WORK TO BE COMPLETED:
Render the lines below as a Markdown table, starting with the line that contains "Does the above picture contain any carriage" and ending with the line that contains "[595, 208, 606, 232]", both included. Use a column named No. for the row number and a column named Line for the line itself, and leave out any blank lines.

RECORDS FOR THIS EXERCISE:
((

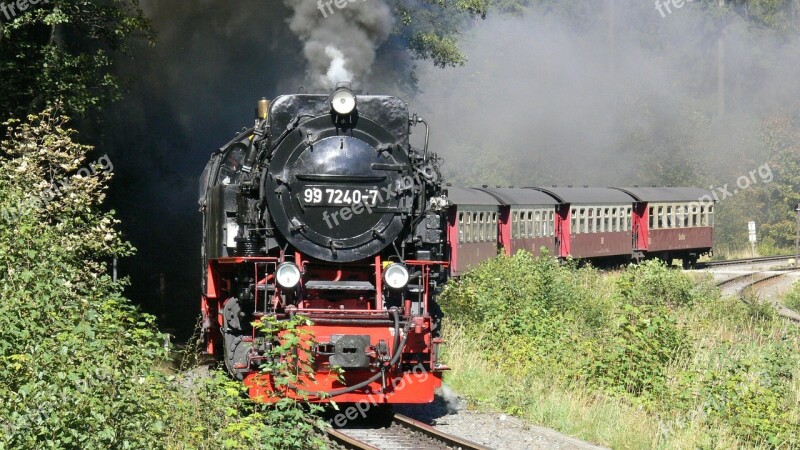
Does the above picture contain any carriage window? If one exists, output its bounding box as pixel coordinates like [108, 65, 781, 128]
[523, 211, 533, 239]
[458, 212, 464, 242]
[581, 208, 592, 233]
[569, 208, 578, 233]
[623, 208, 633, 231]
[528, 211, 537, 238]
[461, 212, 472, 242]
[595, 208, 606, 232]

))
((

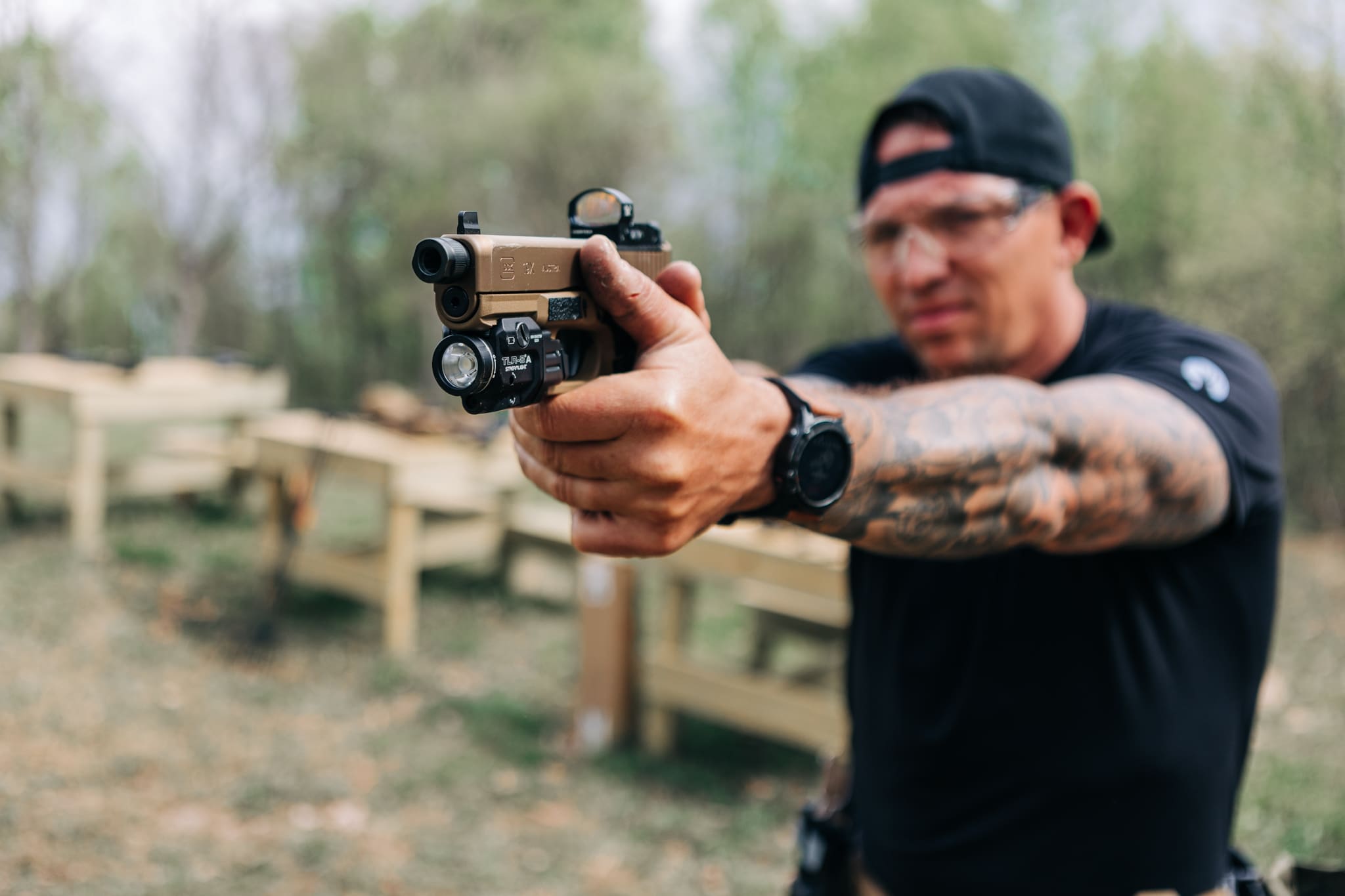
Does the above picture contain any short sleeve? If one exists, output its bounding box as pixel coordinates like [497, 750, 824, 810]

))

ANSWER TO THE EXERCISE:
| No. | Line |
|---|---|
| 1 | Does the above picture contain any carriage window? If one exists, output its bounding box as pixel coordinates like [108, 65, 781, 128] |
| 2 | [523, 211, 533, 239] |
| 3 | [458, 212, 464, 242] |
| 4 | [581, 208, 592, 233] |
| 5 | [569, 208, 578, 233] |
| 6 | [623, 208, 633, 231] |
| 7 | [528, 211, 537, 238] |
| 8 | [461, 212, 472, 242] |
| 9 | [595, 208, 606, 232] |